> Petunjuk Tugas A:
Bisakah Anda menuliskan ulang tanpa perubahan sedikit pun bagian tulisan tentang keberhasilan ibadah di bawah ini, mulai dari kata-kata yang memuat "Sementara di sisi" dan berhenti setelah "salah satu? Hehehe..."?
> Petunjuk Tugas B:
Bisakah Anda melanjutkan tulisan tentang keberhasilan ibadah di bawah ini, dimulai tepat setelah kalimat terakhir yang tercantum?

> Cuplikan Tulisan:
━━━━━━━━

Sabtu, 01 September 2007

Berhasilkah Ibadah Kita? (QAWAT edisi ke-23)

Assalamualaikum akhwat IC!
Alhamdulillah, kita bisa ketemu lagi! Hehehe... di bulan Maret yang membuat kita makin sibuk ini (apalagi kalo bukan GAKIC yang diadakan tiap sore itu), akhwat IC masih diberikan kenikmatan untuk terus menikmati dan merenungi hidup ini, tentu aja dibarengi dengan ibadah dong! Beneran lo, kita tuh bisa dibilang beruntung kalo kita benar-benar menyadari apa hakekat hidup ini. Untuk apa kita hidup dan untuk siapa kita hidup. Coba, berapa banyak orang di luar sana yang mengaku-ngaku dirinya beragama Islam tapi ga mengerti untuk apa ia diciptakan di dunia serta kepada siapa ia akan kembali pada akhirnya. Pokoknyaaa... akhwat IC tuh beruntung, bisa bersekolah di sini. Bisa belajar Islam lebih banyak daripada teman-teman antunna yang lain! Yaaa... walaupun IC ada kekurangannya juga, tapi percaya deh, Allah akan selalu memberikan yang terbaik kepada hamba-hamba-Nya. Hayo, pada yakin ga nih? Insya Allah, ya!
Kalo kita membicarakan prestasi, pasti sangkut pautnya sama keberhasilan. Nah sementara, tolok ukur keberhasilan hidup setiap orang tuh beda-beda, ya ga sih? Pada setuju, kan? Ada orang yang menganggap dirinya berhasil apabila ia telah menyekolahkan anaknya hingga jenjang tertinggi. Ada lagi yang menyebut bahwa yang ia lakukan sebuah prestasi jika ia berhasil meningkatkan taraf hidup keluarganya. Macam-macam, lah! Banyak banget, sih!
Sementara di sisi lain, kita tahu kalo manusia itu ingin berhasil dalam bidang apapun, sejauh yang ia bisa. Kalo bisa berhasil dunia dan akhirat, ngapain pilih salah satu? Hehehe...

━━━━━━━━

> Materi yang Diberikan:
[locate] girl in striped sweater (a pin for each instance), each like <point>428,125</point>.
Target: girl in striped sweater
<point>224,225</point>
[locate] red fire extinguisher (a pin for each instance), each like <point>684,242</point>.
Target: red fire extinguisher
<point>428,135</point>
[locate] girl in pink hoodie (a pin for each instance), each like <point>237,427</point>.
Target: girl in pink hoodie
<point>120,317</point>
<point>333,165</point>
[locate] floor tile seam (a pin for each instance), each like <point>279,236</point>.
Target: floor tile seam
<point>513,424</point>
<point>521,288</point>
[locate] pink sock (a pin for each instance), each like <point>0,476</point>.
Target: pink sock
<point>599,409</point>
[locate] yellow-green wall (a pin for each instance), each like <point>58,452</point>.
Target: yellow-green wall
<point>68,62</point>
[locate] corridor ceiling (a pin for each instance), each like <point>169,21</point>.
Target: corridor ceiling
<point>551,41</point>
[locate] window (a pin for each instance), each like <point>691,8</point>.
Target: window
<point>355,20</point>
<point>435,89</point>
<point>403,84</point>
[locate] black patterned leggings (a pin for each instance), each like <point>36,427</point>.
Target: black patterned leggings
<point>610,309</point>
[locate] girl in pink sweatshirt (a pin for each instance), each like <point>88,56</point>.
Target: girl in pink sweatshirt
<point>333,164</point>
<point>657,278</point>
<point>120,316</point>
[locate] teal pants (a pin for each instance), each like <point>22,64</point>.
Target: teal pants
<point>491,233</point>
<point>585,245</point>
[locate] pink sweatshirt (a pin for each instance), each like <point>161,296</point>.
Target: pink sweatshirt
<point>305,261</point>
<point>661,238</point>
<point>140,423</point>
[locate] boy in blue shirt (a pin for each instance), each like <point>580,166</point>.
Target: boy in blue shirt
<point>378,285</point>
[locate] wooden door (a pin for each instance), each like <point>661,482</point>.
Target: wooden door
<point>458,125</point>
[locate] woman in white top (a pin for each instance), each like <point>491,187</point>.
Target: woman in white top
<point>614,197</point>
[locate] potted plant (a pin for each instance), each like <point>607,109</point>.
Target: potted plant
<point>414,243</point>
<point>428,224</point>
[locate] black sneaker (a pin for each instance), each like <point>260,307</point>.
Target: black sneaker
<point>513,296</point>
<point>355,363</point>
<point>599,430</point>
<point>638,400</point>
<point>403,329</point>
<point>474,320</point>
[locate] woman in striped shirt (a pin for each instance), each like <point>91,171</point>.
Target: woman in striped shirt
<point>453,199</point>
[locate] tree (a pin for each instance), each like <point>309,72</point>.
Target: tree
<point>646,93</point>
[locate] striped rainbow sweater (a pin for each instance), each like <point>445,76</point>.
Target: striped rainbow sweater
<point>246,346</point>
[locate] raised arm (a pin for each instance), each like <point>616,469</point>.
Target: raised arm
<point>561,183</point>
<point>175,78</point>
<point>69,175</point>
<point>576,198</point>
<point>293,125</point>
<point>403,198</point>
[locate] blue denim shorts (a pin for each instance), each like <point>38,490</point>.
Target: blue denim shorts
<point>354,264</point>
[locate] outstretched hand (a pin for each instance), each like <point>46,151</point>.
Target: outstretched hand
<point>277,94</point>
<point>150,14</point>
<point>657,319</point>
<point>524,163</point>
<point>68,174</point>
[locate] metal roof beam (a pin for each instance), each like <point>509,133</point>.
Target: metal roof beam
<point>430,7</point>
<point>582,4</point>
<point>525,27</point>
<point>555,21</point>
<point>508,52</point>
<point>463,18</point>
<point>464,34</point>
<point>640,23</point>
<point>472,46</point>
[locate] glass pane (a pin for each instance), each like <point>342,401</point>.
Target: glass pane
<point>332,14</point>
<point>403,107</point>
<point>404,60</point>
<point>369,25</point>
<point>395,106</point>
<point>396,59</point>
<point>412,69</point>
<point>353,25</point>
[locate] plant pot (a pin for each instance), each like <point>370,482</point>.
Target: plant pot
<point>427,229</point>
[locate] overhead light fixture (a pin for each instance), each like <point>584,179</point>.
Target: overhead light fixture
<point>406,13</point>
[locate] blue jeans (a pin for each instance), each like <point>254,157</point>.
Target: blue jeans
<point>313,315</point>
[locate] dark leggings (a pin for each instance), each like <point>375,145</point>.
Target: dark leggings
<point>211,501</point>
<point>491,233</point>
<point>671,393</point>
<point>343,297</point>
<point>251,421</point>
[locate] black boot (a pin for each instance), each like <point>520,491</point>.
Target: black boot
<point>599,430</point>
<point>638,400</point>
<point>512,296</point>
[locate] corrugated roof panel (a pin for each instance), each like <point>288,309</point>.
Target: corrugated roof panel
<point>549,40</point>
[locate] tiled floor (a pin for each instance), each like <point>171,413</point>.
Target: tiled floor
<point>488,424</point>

━━━━━━━━

> Jawaban Latihan A:
Sementara di sisi lain, kita tahu kalo manusia itu ingin berhasil dalam bidang apapun, sejauh yang ia bisa. Kalo bisa berhasil dunia dan akhirat, ngapain pilih salah satu? Hehehe...

> Jawaban Latihan B:
Indonesia Now
Waduh, kayak nama acara berita di TV! Rada plagiat, ya? Eh, tapi ini betul, kita mau membahas keadaan Indonesia yang saat ini lagi terpuruk dan ga habis-habisnya dirundung duka karena musibah yang terjadi di mana-mana ini! Hmm... inikah tanda-tanda kiamat udah dekat (bukannya semakin hari kita emang semakin dekat dengan kiamat, ya?)? Wallahualam, friends! Semoga kita bukan umat yang ditakdirkan untuk hidup waktu kiamat. Soalnya, seburuk-buruknya umat itu, yang masih hidup saat kiamat tiba.
Back to the real problem, kita sebenarnya bukan mau membahas musibahnya. Yang lebih tepat, kita mau membahas kondisi Indonesia yang berkenaan dengan sikap para pemeluk agama Islam yang ga lain dan ga bukan adalah mayoritas di sini.
Di Indonesia, setiap tahun, jamaah yang diberangkatkan haji oleh pemerintah (baik ONH biasa maupun plus) itu jumlahnya bisa mencapai jutaan lo, saudari-saudari! Iseng-iseng, kalo lagi musim haji (sayang nih, udah lewat!), perhatikan deh, berapa banyak embarkasi yang dipersiapkan untuk calon haji dan satu embarkasi dalam menampung banyak kloter. Belum lagi, satu kloter itu hanya bisa ditampung sama pesawat yang muatannya banyak itu. Kebayang kan, berapa banyak haji dan hajjah dari Indonesia tiap tahun!
Namun, walaupun banyak dari mereka telah berhaji lebih dari sekali, kenapa Indonesia tetap menjadi salah satu negara terkorup di dunia?
Emang ada hubungannya? Eits, jangan salah! Qawat pikir, antara haji dan korupsi punya korelasi yang cukup nyata kok. Nih, kalo semua orang yang telah berhaji itu benar-benar mengetahui esensi dari ibadah tersebut, pasti sikapnya akan berubah, biarpun sedikit-sedikit. Kenapa? Ya, karena harusnya keimanan kepada Allah bertambah. Berhaji gitu lo, biayanya mahal dan ga semua orang bisa melakukannya.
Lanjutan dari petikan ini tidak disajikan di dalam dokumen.